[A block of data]
•••
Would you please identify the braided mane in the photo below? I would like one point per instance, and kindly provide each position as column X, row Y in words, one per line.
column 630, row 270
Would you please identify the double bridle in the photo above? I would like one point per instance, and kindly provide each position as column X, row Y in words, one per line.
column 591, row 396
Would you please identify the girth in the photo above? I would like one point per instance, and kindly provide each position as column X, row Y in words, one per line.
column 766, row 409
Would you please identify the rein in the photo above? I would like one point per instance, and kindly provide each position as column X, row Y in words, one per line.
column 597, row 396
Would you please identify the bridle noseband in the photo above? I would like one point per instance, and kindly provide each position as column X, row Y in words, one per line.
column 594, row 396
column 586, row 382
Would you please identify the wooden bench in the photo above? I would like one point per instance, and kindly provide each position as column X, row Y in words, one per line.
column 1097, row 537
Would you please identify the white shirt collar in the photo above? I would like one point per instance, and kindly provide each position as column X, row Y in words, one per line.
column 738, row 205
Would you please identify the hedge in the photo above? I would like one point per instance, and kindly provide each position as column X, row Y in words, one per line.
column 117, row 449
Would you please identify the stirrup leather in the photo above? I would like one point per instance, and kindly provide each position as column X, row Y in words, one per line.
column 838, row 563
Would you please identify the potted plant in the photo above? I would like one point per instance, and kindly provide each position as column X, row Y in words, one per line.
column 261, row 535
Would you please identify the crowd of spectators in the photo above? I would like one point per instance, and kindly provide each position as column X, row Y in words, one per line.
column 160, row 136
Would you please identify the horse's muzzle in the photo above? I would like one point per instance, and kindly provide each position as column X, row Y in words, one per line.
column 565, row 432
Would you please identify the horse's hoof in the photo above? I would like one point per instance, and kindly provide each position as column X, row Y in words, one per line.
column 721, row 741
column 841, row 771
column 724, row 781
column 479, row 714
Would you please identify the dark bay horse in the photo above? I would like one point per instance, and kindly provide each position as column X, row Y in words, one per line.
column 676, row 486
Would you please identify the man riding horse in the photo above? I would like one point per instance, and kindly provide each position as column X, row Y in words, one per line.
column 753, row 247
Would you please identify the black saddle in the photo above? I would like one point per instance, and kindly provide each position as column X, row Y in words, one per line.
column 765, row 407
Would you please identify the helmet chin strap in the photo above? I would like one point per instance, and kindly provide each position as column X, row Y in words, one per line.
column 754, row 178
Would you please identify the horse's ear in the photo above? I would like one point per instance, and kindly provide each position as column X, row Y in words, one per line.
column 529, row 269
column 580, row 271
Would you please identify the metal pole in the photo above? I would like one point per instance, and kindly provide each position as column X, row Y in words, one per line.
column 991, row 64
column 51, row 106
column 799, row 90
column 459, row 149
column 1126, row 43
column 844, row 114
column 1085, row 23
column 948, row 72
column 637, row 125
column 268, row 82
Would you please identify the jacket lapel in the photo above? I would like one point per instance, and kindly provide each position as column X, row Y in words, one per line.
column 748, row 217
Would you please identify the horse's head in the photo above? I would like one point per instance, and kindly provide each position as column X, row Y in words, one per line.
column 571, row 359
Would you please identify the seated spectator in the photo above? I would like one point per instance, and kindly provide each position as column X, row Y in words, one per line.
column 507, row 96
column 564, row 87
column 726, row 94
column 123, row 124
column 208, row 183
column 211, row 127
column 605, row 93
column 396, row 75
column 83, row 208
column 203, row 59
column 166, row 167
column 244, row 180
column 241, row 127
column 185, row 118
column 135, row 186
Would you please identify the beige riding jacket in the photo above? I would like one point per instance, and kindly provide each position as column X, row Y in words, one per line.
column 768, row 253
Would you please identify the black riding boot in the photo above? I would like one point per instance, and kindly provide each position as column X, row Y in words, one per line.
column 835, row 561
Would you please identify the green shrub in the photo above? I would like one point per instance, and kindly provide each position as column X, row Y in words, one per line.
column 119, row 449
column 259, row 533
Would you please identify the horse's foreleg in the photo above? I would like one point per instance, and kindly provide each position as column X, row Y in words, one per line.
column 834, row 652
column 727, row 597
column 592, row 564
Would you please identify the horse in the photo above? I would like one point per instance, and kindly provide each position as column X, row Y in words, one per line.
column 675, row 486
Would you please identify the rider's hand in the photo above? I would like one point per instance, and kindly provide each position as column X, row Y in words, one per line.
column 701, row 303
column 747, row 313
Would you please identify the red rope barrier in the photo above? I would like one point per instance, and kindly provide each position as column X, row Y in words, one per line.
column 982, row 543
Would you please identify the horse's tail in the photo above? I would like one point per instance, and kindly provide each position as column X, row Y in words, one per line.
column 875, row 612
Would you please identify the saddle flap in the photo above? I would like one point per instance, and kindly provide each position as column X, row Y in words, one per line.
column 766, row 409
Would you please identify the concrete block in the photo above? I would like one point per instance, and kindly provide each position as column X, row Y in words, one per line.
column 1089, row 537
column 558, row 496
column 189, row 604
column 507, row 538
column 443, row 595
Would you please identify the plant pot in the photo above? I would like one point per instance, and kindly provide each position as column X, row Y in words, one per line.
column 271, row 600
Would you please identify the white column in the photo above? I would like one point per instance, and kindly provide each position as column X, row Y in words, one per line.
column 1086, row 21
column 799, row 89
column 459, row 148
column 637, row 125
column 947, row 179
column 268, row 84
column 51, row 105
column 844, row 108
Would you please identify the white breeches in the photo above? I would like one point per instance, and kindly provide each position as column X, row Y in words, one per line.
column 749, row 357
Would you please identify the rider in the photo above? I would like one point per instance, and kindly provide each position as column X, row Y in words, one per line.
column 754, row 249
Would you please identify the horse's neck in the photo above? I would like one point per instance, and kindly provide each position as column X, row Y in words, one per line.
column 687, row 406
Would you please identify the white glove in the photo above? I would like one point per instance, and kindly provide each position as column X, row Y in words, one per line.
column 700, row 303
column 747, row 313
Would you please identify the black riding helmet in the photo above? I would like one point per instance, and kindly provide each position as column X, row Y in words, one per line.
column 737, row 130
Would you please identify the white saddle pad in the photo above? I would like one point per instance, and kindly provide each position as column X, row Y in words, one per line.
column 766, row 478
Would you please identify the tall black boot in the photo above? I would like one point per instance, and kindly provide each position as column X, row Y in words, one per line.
•••
Work to do: Could you format all of the items above as a numbered list, with any blank lines left out?

Solved problem:
1. Would you please identify the braided mane in the photo below? I would like one point per instance, and kindly provide each position as column X, row Y in words, one per line.
2. column 630, row 270
3. Would you please identify the double bridle in the photo above? I would like one point per instance, and kindly provide each position as column X, row Y in words, one per line.
4. column 591, row 396
5. Would you please identify the girth in the photo above? I would like one point per instance, and kindly provide each position as column X, row Y in words, one per line.
6. column 766, row 409
7. Would you please identify the rein in the photo above? I would like one point per instance, and kindly provide each position as column X, row Y in words, one per line.
8. column 597, row 396
9. Would you please identify the bridle noseband in the photo above? I would like one point per instance, and kindly provide each position as column X, row Y in words, one per line.
10. column 594, row 396
11. column 586, row 382
12. Would you please identify the wooden bench in the photo above? I would like one point per instance, and kindly provide each position as column X, row Y in words, one per line.
13. column 1097, row 537
14. Would you please identify the white shirt collar in the photo above? I would like one point per instance, and kindly provide each position as column X, row Y in words, one per line.
15. column 738, row 205
16. Would you please identify the hedge in the photo above? I would like one point per instance, and kindly provide each position as column X, row Y in words, one per line.
17. column 117, row 449
18. Would you please identify the stirrup leather in the photo above? I would like one point per instance, and kindly provide each position as column X, row Y in words, one per line.
19. column 838, row 563
20. Would you please identify the potted plant in the photo above? I would like one point per instance, and kindly provide each position as column X, row Y in words, one per line.
21. column 261, row 535
22. Would you please identify the crowd of spectators in the photo above? I would like one point per instance, and kindly provide each position as column X, row Y in words, one per line.
23. column 160, row 136
24. Would you please identify the horse's muzzle in the photo above? I would like one point per instance, and kindly provide each position as column X, row Y in words, one per line.
25. column 565, row 432
26. Would you please identify the horse's hoof in the photo above? I would like one point per instance, and kindly provide each position as column X, row Y in words, one per line.
27. column 721, row 741
28. column 841, row 771
29. column 724, row 781
30. column 479, row 714
31. Would you please identify the dark bay horse in the photo above? I would like one point per instance, and kindly provide each position as column X, row Y in words, one per line.
32. column 676, row 486
33. Would you please identify the man riding horse in the photo above? I would like one point per instance, and kindly provide each position as column X, row Y in words, one per line.
34. column 753, row 247
35. Would you please identify the black saddle in the photo above? I would like one point per instance, and kindly provide each position as column X, row Y in words, one per line.
36. column 765, row 407
37. Would you please identify the helmet chin strap in the photo above? I would like one point per instance, and kindly provide each position as column X, row Y in words, one per line.
38. column 754, row 178
39. Would you please identify the horse's ear in the photo above? I would like one point per instance, and kindly provide each position as column X, row Y in words, one per line.
40. column 529, row 269
41. column 580, row 271
42. Would you please identify the metal pole in the photo above? I would like one point per instance, and kindly provide each position as column X, row Y in words, one per line.
43. column 991, row 64
44. column 51, row 106
45. column 799, row 90
46. column 459, row 149
47. column 1126, row 43
48. column 844, row 114
49. column 1085, row 23
50. column 948, row 72
51. column 637, row 125
52. column 268, row 82
53. Would you please identify the jacket lapel in the photo above? I would like one point per instance, and kindly provide each position as column X, row Y in words, one per line.
54. column 748, row 217
55. Would you please identify the horse's head in the photo above? I would like one point per instance, and kindly provide each position as column X, row Y in words, one per line.
56. column 571, row 359
57. Would you please identify the seated spectator in the photo above? I would like one point per instance, and kindly provide each position as column X, row Y in words, one per line.
58. column 507, row 96
59. column 564, row 87
60. column 726, row 94
61. column 123, row 124
62. column 208, row 183
63. column 211, row 127
64. column 605, row 93
65. column 396, row 75
66. column 83, row 208
67. column 203, row 59
68. column 166, row 167
69. column 244, row 180
70. column 241, row 127
71. column 185, row 118
72. column 135, row 186
73. Would you please identify the beige riding jacket in the photo above? I would like one point per instance, and kindly provide each position as column X, row Y in words, one per line.
74. column 768, row 253
75. Would you please identify the black riding boot in the photo above? I would like one point per instance, and kindly provide each position as column X, row Y in words, one per line.
76. column 835, row 561
77. Would you please identify the green shrub in the photo above? I would like one point per instance, and kindly provide each position as column X, row Y in words, one per line.
78. column 119, row 449
79. column 259, row 533
80. Would you please identify the horse's foreleg in the photo above? I would like one point per instance, and kindly provide each position as column X, row Y in words, one per line.
81. column 834, row 652
82. column 727, row 597
83. column 592, row 564
84. Would you please identify the horse in the photo above? I would like one point per instance, and kindly provide each position as column X, row Y in words, one per line.
85. column 675, row 486
86. Would you please identify the rider's hand in the photo above? I would like one point per instance, and kindly provide each position as column X, row Y in words, one per line.
87. column 701, row 303
88. column 747, row 313
89. Would you please identify the red rope barrier in the photo above? I would like one point per instance, and kindly provide each position as column X, row Y in words, one per line.
90. column 982, row 543
91. Would you please identify the horse's tail in the photo above? I would like one point per instance, and kindly provide each position as column X, row Y in words, one per line.
92. column 875, row 612
93. Would you please identify the saddle flap in the photo above? I would like one point per instance, and kindly provide each position as column X, row Y in words, one per line.
94. column 766, row 409
95. Would you please identify the concrete block in the photo above? I would like one point per instance, and kindly provide each position as column X, row Y in words, one per line.
96. column 1089, row 537
97. column 558, row 496
98. column 189, row 604
99. column 507, row 538
100. column 443, row 595
101. Would you please identify the plant pot in the photo above? I would like one point per instance, and kindly provide each position as column X, row Y in words, one per line.
102. column 271, row 600
103. Would you please identify the white column in the photo above? I would like one point per instance, and kindly provide each position as column X, row Y in words, one per line.
104. column 1086, row 21
105. column 799, row 89
106. column 459, row 148
107. column 637, row 125
108. column 947, row 179
109. column 268, row 84
110. column 51, row 105
111. column 844, row 108
112. Would you please identify the white breeches in the photo above? I would like one point per instance, and kindly provide each position as column X, row Y in words, one per line.
113. column 749, row 357
114. Would you please identify the rider in the photo above? I would like one point per instance, and kindly provide each position as column X, row Y in words, one per line.
115. column 754, row 249
116. Would you please identify the horse's neck in the photo above? I would like one point per instance, and kindly provide each position as column X, row Y in words, one per line.
117. column 687, row 406
118. Would you please identify the white glove in the photo above? I would like one point per instance, and kindly provide each position as column X, row Y in words, one per line.
119. column 700, row 303
120. column 747, row 313
121. Would you please identify the black riding helmet in the photo above? I would like one point per instance, and kindly provide each position as column X, row Y in words, one per line.
122. column 737, row 130
123. Would you please identify the white saddle pad in the photo above? I would like one point per instance, and kindly provide each position as column X, row Y in words, one per line.
124. column 766, row 478
125. Would you please identify the tall black boot in the photo above? I would like one point per instance, and kindly provide each position as column X, row Y in words, one per line.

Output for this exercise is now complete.